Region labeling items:
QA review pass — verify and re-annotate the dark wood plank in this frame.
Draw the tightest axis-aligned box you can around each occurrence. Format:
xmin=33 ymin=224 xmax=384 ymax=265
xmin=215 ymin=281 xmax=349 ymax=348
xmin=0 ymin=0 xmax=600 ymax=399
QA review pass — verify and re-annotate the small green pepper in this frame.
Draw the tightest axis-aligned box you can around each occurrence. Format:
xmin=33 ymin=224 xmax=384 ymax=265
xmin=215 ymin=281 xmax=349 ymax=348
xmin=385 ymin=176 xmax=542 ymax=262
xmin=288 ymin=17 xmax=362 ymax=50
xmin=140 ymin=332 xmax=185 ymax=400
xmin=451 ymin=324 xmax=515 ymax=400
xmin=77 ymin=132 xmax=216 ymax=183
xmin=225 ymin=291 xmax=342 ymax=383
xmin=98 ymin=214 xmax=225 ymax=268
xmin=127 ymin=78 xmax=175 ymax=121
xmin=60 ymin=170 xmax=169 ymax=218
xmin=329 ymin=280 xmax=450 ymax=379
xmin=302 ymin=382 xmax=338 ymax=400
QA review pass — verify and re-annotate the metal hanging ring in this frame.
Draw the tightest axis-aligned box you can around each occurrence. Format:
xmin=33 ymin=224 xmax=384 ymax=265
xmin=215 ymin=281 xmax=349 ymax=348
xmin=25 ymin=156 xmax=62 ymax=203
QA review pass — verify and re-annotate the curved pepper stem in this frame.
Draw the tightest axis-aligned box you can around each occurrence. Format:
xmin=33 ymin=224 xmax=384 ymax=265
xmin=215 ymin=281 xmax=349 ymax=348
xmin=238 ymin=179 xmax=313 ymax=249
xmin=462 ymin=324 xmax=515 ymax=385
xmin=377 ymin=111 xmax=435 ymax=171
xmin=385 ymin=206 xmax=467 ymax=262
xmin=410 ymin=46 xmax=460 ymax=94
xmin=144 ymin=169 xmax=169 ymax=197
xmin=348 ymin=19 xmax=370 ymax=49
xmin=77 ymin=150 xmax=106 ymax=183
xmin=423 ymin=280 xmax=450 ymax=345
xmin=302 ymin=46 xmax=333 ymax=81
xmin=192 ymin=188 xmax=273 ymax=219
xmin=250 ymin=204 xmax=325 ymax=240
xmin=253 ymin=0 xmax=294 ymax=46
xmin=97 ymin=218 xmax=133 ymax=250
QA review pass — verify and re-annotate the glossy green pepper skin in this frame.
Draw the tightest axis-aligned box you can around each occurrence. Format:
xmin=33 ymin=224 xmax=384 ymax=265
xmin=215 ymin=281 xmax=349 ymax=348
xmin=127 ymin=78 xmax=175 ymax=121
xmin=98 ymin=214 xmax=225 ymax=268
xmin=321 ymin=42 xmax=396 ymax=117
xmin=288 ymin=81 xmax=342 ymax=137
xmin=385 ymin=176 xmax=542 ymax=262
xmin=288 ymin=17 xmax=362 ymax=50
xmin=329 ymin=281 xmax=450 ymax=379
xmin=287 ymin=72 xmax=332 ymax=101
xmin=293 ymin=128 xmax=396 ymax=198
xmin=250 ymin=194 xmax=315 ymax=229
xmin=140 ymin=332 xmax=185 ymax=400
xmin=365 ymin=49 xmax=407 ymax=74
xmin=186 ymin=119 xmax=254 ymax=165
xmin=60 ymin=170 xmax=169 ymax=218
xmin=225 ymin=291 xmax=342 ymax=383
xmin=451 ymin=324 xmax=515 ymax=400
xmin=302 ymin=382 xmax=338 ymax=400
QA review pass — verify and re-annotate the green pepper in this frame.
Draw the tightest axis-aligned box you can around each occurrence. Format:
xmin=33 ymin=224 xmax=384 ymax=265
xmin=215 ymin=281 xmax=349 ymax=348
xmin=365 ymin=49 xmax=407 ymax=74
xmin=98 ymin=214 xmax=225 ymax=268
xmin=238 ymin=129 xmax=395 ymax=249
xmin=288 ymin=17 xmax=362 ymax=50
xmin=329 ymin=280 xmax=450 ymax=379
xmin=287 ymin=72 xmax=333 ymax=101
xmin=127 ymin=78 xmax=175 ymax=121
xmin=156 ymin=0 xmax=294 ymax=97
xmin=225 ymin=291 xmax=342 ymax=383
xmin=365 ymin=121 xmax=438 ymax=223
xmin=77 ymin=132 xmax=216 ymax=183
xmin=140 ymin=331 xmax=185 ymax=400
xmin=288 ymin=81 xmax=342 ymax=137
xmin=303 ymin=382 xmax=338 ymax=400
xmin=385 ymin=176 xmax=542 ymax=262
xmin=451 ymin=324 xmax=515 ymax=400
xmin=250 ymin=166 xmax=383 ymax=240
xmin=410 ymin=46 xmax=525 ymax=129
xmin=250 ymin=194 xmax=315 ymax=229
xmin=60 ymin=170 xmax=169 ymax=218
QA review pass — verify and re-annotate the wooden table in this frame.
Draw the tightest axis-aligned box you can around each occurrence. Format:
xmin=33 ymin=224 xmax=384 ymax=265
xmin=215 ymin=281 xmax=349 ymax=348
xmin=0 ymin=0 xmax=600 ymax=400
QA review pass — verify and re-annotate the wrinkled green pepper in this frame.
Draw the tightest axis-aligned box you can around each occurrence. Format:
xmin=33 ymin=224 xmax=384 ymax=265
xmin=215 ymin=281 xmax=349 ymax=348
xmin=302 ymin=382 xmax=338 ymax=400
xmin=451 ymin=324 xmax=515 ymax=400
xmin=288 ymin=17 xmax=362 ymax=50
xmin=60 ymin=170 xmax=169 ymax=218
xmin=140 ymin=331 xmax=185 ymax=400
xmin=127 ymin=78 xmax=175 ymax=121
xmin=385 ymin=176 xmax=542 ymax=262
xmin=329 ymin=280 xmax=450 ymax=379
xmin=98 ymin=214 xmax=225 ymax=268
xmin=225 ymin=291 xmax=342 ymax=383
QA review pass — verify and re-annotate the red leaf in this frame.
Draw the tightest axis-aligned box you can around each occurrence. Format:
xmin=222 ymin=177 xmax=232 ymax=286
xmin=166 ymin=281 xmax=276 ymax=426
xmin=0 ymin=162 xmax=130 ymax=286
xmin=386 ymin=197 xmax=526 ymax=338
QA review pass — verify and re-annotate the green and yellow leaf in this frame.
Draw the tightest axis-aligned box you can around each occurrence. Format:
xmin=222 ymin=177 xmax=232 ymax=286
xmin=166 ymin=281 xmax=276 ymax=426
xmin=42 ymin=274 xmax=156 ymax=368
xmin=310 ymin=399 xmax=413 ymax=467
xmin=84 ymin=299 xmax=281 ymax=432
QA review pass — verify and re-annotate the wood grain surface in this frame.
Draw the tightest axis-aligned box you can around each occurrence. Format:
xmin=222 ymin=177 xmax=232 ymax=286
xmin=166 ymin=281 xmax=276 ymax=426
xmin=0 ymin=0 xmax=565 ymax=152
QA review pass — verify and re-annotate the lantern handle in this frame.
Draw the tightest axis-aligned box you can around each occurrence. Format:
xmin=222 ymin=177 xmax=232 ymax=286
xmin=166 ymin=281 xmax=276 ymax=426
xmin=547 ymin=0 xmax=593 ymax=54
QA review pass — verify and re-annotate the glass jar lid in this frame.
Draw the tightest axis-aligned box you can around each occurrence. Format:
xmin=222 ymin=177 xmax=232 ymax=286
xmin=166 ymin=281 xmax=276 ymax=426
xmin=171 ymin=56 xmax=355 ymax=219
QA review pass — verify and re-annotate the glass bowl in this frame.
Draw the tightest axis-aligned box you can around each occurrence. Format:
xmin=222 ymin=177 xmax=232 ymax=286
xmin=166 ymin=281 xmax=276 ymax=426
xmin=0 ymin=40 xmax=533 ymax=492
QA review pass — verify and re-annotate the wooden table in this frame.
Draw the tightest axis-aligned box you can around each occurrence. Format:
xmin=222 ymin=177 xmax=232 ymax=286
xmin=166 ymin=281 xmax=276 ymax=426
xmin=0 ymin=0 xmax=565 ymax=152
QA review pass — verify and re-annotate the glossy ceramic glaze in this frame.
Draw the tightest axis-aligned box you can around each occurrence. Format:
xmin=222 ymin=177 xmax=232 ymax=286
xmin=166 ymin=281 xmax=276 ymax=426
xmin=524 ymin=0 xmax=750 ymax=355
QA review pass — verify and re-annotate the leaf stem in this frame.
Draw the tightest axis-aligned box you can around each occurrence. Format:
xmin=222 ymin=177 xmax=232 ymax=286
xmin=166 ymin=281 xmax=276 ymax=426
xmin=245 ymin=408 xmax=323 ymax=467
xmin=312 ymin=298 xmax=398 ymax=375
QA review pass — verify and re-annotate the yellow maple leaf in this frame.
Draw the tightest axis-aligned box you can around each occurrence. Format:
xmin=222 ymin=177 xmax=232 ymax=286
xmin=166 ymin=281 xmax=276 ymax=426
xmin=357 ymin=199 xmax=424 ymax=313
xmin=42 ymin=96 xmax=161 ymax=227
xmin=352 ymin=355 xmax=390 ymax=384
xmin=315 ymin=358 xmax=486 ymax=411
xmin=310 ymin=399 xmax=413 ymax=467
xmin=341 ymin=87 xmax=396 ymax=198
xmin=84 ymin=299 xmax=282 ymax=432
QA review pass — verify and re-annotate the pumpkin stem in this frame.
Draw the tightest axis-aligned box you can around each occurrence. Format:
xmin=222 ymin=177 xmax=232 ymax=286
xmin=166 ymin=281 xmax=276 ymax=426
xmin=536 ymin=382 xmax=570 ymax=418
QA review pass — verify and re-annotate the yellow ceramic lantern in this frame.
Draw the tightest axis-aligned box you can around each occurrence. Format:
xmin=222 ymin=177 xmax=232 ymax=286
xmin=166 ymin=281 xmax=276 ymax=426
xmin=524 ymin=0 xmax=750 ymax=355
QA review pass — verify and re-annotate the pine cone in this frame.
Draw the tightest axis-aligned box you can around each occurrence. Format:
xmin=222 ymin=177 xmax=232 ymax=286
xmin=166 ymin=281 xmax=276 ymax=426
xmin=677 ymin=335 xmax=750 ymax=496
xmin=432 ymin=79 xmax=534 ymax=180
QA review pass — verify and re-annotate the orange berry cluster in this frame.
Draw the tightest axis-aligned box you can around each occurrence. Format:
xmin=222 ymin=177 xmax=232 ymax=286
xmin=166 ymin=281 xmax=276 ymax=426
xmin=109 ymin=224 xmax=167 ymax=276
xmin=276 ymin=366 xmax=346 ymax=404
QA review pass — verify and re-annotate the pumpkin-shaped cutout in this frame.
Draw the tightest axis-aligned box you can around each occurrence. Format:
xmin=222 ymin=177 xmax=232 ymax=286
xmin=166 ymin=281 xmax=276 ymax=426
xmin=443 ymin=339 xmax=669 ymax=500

What you should do: Reproduce the items above verbatim, beginning at the start of the items and continuing through the line containing "xmin=0 ymin=0 xmax=600 ymax=399", with that line included.

Solution:
QA review pass — verify and re-annotate the dark wood plank in this frame.
Draw the tightest axis-aligned box you can around each occurrence. Format:
xmin=33 ymin=224 xmax=384 ymax=265
xmin=215 ymin=281 xmax=349 ymax=348
xmin=0 ymin=0 xmax=600 ymax=399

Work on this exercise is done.